BEGIN Information provided
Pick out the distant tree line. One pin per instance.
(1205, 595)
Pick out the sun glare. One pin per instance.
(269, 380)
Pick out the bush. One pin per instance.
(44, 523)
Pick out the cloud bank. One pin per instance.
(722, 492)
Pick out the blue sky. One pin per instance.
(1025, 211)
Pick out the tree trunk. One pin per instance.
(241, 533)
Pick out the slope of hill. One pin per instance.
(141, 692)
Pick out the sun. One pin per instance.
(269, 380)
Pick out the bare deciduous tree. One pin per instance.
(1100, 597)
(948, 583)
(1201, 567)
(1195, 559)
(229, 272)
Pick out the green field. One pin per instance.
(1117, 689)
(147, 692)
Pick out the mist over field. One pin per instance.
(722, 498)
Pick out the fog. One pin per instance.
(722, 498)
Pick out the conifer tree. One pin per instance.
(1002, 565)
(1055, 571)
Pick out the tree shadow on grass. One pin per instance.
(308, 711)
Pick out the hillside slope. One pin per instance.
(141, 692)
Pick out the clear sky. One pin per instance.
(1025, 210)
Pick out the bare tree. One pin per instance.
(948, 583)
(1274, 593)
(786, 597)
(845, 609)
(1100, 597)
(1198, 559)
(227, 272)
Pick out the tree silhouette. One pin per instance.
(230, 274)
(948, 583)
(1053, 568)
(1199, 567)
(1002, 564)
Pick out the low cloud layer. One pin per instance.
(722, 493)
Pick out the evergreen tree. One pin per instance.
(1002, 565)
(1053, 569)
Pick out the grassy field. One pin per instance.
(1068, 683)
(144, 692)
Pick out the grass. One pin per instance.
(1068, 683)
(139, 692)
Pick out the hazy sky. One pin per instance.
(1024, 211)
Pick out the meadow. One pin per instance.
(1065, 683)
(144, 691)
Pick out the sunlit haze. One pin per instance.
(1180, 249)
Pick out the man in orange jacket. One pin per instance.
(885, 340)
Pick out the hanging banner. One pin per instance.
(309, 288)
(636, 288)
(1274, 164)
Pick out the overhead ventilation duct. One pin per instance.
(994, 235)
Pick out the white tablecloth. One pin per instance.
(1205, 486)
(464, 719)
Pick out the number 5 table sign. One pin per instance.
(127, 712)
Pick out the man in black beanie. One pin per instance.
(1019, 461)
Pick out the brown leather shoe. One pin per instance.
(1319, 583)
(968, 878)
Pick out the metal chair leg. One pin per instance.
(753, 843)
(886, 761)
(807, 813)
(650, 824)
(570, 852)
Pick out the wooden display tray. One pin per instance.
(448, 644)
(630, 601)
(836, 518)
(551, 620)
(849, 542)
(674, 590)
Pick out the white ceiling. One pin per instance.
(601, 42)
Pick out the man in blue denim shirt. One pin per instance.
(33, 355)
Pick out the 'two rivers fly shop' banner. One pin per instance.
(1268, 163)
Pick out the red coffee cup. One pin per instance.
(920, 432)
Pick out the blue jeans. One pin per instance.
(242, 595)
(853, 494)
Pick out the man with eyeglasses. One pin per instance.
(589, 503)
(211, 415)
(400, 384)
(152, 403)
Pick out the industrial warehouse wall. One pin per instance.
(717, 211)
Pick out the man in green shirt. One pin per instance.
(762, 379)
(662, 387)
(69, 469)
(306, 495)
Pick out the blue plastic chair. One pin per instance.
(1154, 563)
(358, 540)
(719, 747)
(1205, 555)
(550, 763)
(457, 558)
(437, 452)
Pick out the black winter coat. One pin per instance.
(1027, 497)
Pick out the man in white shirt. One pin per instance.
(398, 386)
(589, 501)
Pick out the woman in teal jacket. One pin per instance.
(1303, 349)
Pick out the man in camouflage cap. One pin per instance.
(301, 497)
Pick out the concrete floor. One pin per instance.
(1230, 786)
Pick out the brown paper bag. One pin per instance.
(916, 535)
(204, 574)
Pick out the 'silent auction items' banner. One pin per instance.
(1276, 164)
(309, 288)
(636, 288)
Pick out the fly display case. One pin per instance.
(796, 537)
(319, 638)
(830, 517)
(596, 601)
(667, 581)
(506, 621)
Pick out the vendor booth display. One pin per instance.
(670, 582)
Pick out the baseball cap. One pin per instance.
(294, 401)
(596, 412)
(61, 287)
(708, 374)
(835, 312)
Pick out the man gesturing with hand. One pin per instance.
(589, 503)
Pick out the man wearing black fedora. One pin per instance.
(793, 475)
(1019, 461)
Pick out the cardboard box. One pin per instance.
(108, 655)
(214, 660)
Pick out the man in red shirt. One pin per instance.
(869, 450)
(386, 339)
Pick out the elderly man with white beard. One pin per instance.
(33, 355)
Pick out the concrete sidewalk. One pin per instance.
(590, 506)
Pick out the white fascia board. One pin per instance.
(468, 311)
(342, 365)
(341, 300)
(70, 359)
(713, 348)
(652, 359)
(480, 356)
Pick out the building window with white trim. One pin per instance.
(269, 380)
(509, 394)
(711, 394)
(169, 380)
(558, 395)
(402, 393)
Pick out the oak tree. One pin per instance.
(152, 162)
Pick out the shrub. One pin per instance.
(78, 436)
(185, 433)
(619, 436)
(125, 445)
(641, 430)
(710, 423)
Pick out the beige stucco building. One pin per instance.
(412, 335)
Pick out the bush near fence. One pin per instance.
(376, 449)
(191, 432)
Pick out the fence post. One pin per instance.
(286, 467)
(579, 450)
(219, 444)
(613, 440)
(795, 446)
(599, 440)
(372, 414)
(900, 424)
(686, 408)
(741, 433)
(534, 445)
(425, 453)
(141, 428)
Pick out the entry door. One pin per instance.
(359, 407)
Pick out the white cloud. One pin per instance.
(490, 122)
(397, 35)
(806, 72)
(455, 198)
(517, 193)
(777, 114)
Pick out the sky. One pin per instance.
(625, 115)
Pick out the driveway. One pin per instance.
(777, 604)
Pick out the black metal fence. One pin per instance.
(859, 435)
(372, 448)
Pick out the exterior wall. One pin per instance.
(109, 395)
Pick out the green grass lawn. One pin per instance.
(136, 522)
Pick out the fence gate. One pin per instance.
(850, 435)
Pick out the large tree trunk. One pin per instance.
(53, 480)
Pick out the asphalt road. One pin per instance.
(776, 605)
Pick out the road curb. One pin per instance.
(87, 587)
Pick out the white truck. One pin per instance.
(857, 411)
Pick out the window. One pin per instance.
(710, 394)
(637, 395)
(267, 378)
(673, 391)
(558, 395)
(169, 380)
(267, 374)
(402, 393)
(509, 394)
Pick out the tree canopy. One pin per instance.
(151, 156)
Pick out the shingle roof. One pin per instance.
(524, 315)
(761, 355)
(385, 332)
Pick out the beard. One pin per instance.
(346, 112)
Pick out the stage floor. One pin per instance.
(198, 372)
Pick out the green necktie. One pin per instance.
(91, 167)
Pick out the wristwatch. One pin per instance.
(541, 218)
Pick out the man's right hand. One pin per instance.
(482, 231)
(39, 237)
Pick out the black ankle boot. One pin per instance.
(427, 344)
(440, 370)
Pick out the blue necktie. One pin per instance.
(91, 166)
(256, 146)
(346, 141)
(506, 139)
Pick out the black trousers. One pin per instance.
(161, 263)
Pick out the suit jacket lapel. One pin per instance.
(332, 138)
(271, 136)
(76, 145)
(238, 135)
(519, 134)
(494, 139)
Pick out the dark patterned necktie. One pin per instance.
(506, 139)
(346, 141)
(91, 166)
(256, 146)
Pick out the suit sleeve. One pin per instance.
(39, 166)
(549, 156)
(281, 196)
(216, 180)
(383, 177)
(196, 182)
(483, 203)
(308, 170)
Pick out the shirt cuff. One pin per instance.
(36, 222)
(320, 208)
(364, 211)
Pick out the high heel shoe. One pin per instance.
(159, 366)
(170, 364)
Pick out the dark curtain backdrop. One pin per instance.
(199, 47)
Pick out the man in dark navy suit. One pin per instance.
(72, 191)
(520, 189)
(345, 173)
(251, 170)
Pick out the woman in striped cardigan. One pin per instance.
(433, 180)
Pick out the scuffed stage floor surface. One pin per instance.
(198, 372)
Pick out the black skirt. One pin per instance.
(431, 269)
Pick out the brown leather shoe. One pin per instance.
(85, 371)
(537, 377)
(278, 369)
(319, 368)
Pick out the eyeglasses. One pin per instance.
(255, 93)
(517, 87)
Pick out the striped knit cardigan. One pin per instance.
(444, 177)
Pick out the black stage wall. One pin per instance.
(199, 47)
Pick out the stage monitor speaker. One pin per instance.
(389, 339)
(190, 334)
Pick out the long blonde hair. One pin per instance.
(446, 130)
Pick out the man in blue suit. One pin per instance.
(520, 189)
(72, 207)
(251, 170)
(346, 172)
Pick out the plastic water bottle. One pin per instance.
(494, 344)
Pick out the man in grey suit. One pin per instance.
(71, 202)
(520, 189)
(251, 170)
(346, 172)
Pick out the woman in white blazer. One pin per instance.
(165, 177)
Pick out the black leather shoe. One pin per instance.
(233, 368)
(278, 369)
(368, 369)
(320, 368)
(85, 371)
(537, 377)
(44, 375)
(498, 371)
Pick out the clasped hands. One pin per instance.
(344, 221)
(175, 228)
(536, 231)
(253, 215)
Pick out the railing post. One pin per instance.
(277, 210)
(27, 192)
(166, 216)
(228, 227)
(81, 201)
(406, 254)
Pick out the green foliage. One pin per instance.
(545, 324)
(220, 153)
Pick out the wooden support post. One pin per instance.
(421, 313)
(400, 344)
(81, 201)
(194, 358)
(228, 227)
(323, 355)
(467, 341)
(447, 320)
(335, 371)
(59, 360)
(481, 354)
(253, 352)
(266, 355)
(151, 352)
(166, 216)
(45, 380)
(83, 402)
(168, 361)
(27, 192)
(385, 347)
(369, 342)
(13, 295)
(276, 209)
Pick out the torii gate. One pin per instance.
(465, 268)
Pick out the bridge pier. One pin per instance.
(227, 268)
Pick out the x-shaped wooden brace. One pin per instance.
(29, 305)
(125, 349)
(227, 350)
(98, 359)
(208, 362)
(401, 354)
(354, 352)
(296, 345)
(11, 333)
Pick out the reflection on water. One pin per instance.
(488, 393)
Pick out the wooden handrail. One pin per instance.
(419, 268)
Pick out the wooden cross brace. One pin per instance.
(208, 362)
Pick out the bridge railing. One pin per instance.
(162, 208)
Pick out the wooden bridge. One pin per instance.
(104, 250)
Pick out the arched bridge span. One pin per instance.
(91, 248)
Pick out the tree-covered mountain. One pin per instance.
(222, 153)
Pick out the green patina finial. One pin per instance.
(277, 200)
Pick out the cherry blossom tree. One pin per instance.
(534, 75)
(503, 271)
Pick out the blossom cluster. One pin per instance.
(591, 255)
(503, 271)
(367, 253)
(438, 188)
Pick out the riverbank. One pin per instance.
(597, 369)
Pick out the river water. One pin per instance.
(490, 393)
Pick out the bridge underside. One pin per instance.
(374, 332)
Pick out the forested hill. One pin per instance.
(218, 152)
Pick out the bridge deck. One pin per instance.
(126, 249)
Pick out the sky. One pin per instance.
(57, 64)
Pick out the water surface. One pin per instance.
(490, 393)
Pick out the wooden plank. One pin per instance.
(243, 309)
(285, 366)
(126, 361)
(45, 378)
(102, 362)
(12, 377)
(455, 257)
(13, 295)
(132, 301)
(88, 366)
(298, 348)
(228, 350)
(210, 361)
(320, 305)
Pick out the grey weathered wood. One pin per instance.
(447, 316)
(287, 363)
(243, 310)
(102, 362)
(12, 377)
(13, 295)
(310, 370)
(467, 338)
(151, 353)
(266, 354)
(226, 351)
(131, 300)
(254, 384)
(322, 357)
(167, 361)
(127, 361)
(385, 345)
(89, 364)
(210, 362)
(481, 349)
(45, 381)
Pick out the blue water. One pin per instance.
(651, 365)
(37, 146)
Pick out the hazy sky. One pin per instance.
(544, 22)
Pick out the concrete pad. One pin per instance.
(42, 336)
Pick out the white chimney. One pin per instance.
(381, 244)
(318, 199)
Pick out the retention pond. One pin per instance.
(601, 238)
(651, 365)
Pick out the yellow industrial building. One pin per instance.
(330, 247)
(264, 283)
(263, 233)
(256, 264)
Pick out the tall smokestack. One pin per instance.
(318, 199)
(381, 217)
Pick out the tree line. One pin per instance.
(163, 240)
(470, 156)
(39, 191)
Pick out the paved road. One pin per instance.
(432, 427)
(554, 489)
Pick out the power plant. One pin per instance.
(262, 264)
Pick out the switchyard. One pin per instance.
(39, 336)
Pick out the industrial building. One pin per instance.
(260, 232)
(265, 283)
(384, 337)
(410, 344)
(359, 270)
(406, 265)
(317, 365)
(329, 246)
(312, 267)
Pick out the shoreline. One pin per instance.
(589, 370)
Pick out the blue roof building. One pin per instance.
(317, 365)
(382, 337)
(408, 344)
END Information provided
= What is being asked =
Repeat everything in the data above from the line containing "Pick out the tree line. One pin per instance." down to the last line of the data, including both ends.

= Worked answer =
Pick out the tree line. One pin per instance.
(163, 240)
(470, 156)
(39, 191)
Pick out the paved road. One pin per instance.
(432, 427)
(554, 489)
Pick out the power plant. One pin per instance.
(262, 264)
Pick out the switchyard. One pin per instance.
(39, 336)
Pick out the industrial building. One pin per instance.
(260, 232)
(265, 283)
(384, 337)
(410, 344)
(359, 270)
(406, 265)
(317, 365)
(329, 246)
(312, 267)
Pick out the shoreline. One pin per instance.
(589, 370)
Pick out the blue roof building. One pin per instance.
(317, 365)
(382, 337)
(408, 344)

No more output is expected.